- **SEU OBJETIVO**: Por favor, copie fielmente o trecho do texto sobre Alberto Dines que começa em "Uma lindeza esta" e vai até "balança no ar.", inclusive.

Uma lindeza esta homenagem de Norma a Alberto Dines (foto), com quem o autor deste blog trabalhou por quase 10 anos, um dos maiores de sua profissão, gênio absoluto, inquieto, intelectual de primeira. Faço minhas as palavras de Norma, e saúdo a iniciativa do Instituto Alberto Dines. Texto publicado na FSP desta sexta-feira, 3/1.
Paixão insaciável, o melhor ofício do mundo, segundo Gabriel García Márquez, no Brasil o jornalismo foi demolido nos poucos meses em que se tornou alvo preferencial do governo. Aprendemos a respeitar um jornalismo que já derrubou um presidente americano com o bloquinho de papel e a caneta de dois repórteres do Washington Post, no caso Watergate, em 1974. Aqui, o desmonte é orquestrado: primeiro, tira-se o diploma; agora, cassa-se o registro dos jornalistas. Sem substituto, a democracia balança no ar.
Alberto Dines foi o primeiro ombudsman brasileiro ao inaugurar, nesta Folha, em julho de 1975, a coluna “Jornal dos Jornais”, que durou 114 edições, até setembro de 1977. Foi o primeiro a denunciar as ameaças que levaram Vladimir Herzog à morte sob tortura no DOI-Codi, e a perseguição a Zuzu Angel, que buscava o corpo do filho Stuart , morto em 1971 no Centro de Informações da Aeronáutica, no Galeão. A imprensa? Censurada.

- **DADOS FORNECIDOS**:
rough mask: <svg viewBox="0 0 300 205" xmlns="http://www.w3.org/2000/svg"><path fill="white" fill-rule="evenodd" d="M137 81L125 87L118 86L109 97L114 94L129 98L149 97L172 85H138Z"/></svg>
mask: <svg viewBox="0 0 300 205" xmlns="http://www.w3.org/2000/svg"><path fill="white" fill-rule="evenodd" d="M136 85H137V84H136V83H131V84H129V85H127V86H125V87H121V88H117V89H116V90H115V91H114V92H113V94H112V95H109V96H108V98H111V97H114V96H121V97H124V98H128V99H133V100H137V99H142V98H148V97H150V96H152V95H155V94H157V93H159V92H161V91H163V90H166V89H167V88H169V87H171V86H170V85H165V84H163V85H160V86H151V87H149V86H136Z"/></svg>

- **ESPAÇO PARA RESPOSTA**:
Uma lindeza esta homenagem de Norma a Alberto Dines (foto), com quem o autor deste blog trabalhou por quase 10 anos, um dos maiores de sua profissão, gênio absoluto, inquieto, intelectual de primeira. Faço minhas as palavras de Norma, e saúdo a iniciativa do Instituto Alberto Dines. Texto publicado na FSP desta sexta-feira, 3/1.
Paixão insaciável, o melhor ofício do mundo, segundo Gabriel García Márquez, no Brasil o jornalismo foi demolido nos poucos meses em que se tornou alvo preferencial do governo. Aprendemos a respeitar um jornalismo que já derrubou um presidente americano com o bloquinho de papel e a caneta de dois repórteres do Washington Post, no caso Watergate, em 1974. Aqui, o desmonte é orquestrado: primeiro, tira-se o diploma; agora, cassa-se o registro dos jornalistas. Sem substituto, a democracia balança no ar.